◆ Set of tasks:
[1] In the Super Bowl list, what is item 11?
[2] Rewrite the part of the Super Bowl list that opens with the words containing "Top 11 things" and closes with "OF OUR CHILDREN!)", replacing "game" with "match".
[start Selected excerpt]
Top 11 things that Sports Bloggers are rooting for in the Super Bowl
Oh, you think that we want a good game? That's so adorable! No, let's face it folks, once you've entered the exciting life of writing about sports, your priorities change in ways that can hardly be imagined... in that we know that once this game is over, we've got weeks of bloghole to fill without the thing that you people actually care about. (SPRING LEAGUE, NFL! THINK OF OUR CHILDREN!)
11. Post-game rioting and/or drunken video. The thrill of victory is only matched by the sloppy, sloppy tears of your enemies' defeat, folks. And I hate to break it to you, Steeler Fan, but since no one in America actually knows a Cardinals Fan, that just means that Neutral Fans are kind of hoping you go down, and that you've finally got enough Web cams to tell the world how sad you are. It's really the only thing that's keeping Ohio Football Fan's head out of the oven right now. (That, and the fact that they can't afford to pay the utility bill.)
[end Selected excerpt]
[start Data shown]
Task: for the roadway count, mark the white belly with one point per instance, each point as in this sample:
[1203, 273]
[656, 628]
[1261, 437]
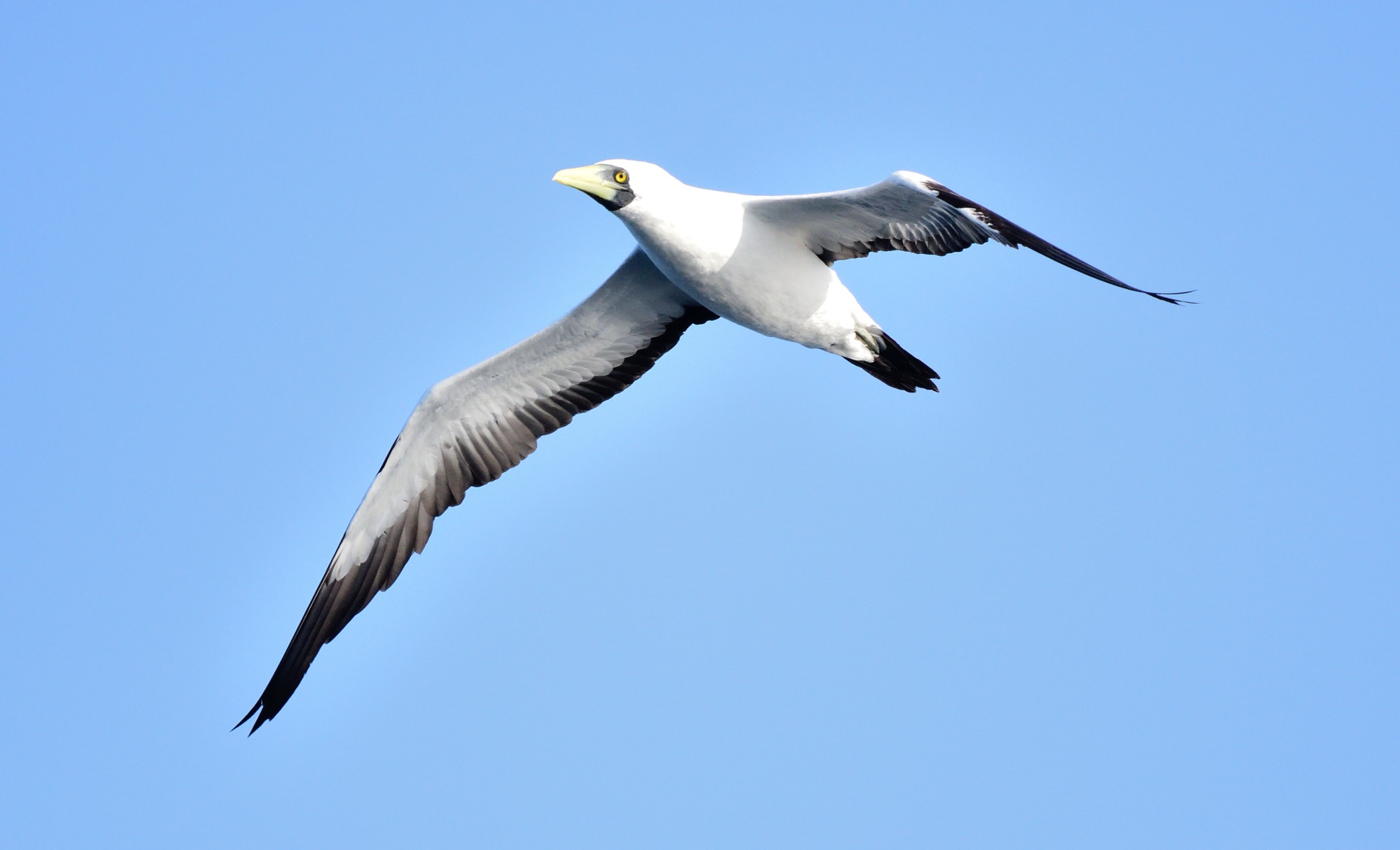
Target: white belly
[764, 280]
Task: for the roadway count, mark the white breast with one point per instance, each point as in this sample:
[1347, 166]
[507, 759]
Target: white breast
[738, 266]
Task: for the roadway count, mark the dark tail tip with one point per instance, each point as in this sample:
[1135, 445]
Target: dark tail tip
[899, 368]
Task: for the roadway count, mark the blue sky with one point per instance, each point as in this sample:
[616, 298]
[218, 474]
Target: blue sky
[1128, 582]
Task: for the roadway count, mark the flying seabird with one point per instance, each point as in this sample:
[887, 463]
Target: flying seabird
[764, 262]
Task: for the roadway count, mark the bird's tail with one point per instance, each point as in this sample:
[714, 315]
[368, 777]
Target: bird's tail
[898, 368]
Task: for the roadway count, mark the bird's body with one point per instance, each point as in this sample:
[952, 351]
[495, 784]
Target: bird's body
[761, 262]
[744, 267]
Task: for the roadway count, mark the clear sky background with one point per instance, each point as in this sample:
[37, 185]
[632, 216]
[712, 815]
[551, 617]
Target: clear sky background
[1130, 581]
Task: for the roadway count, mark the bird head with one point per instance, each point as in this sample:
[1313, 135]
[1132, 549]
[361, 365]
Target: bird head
[617, 182]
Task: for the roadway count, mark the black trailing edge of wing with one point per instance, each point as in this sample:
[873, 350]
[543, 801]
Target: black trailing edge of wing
[1017, 236]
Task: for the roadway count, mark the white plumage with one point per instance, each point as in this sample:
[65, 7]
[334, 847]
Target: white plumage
[761, 262]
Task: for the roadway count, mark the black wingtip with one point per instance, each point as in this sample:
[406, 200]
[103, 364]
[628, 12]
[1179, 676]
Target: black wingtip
[1168, 298]
[248, 716]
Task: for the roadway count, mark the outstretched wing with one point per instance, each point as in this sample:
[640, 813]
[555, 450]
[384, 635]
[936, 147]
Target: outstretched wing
[471, 428]
[913, 213]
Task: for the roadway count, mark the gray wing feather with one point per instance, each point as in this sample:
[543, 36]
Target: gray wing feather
[472, 428]
[909, 211]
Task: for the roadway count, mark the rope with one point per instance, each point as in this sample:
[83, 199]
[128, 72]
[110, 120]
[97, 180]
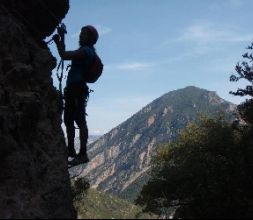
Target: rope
[52, 14]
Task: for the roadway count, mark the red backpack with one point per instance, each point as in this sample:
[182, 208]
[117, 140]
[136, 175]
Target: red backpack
[94, 71]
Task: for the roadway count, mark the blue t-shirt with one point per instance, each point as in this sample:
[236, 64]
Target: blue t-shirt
[76, 74]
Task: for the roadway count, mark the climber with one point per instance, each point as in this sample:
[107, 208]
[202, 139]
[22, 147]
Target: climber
[76, 91]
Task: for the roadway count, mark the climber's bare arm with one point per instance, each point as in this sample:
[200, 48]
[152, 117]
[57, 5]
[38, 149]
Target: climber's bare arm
[69, 55]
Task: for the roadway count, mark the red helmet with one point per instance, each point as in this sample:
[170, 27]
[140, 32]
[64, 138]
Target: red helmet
[93, 34]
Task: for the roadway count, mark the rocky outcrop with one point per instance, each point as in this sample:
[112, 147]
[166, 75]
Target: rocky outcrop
[34, 181]
[126, 151]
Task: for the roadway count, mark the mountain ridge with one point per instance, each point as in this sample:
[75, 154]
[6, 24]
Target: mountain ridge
[123, 155]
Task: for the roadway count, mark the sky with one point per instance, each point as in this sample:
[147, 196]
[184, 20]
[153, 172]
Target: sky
[151, 47]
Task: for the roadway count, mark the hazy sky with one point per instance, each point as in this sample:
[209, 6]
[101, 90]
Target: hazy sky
[151, 47]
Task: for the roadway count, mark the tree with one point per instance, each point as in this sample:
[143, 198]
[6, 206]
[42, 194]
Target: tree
[206, 172]
[244, 70]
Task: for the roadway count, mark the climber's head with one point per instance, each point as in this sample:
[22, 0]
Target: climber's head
[88, 36]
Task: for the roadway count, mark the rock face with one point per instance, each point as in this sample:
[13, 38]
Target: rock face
[34, 181]
[121, 158]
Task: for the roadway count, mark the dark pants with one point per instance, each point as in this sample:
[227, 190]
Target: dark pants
[76, 96]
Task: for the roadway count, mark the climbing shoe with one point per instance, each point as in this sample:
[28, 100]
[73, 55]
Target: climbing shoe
[79, 159]
[71, 152]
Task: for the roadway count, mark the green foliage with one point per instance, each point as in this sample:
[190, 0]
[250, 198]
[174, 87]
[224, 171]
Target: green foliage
[207, 172]
[244, 70]
[92, 204]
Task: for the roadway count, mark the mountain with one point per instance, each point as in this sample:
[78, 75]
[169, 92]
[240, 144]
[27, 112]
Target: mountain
[120, 160]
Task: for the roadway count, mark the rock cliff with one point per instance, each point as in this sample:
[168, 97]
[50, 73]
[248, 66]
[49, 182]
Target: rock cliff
[121, 158]
[34, 181]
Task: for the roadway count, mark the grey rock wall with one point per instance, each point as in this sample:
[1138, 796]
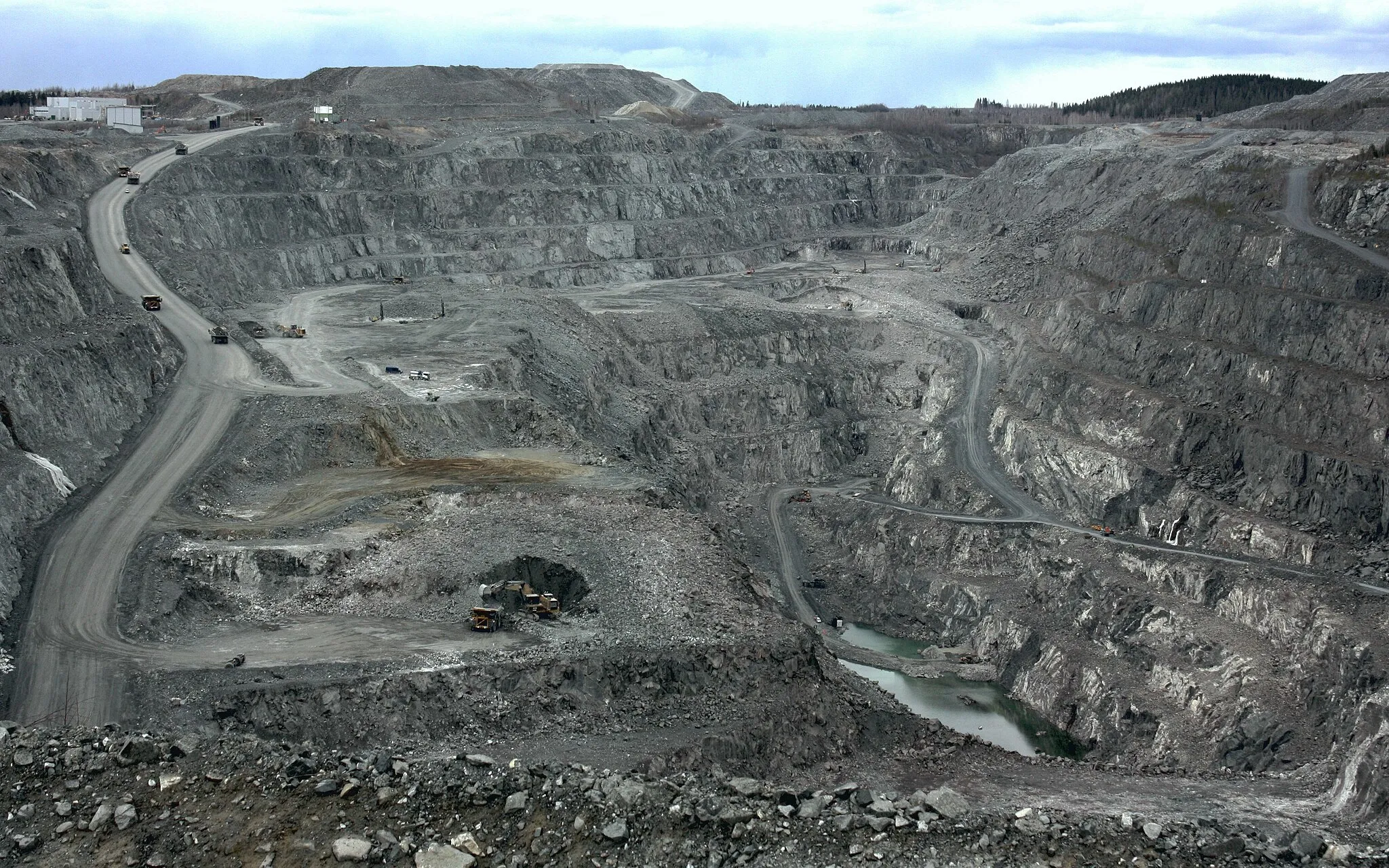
[end Data shown]
◆ Full solutions:
[1] Post-game rioting and/or drunken video.

[2]
Top 11 things that Sports Bloggers are rooting for in the Super Bowl
Oh, you think that we want a good match? That's so adorable! No, let's face it folks, once you've entered the exciting life of writing about sports, your priorities change in ways that can hardly be imagined... in that we know that once this match is over, we've got weeks of bloghole to fill without the thing that you people actually care about. (SPRING LEAGUE, NFL! THINK OF OUR CHILDREN!)